§ The data:
[Start of section]

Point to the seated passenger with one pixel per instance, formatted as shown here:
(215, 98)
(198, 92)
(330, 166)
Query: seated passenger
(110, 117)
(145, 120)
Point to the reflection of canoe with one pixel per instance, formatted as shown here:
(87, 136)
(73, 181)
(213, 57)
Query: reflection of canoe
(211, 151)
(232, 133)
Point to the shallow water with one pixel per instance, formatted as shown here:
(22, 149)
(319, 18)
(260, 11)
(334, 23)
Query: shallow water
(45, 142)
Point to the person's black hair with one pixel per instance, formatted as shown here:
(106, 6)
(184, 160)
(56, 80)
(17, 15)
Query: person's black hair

[End of section]

§ Exercise description:
Each record above is to be written out again exactly.

§ Solution:
Point to the seated passenger with one pixel per instance, formatted as shown here:
(215, 98)
(198, 92)
(330, 166)
Query: seated passenger
(110, 117)
(145, 120)
Point to the reflection of canoe with one pixel per instance, formatted as shown here:
(87, 136)
(73, 181)
(213, 57)
Query: reflection of canoe
(211, 151)
(232, 133)
Point to the shallow water with one pixel per instance, formatted as shown here:
(22, 149)
(319, 18)
(260, 11)
(334, 23)
Query: shallow water
(45, 142)
Point to the person's black hair with one pixel per instance, formatted as shown here:
(106, 6)
(184, 160)
(56, 80)
(17, 15)
Query: person's black hair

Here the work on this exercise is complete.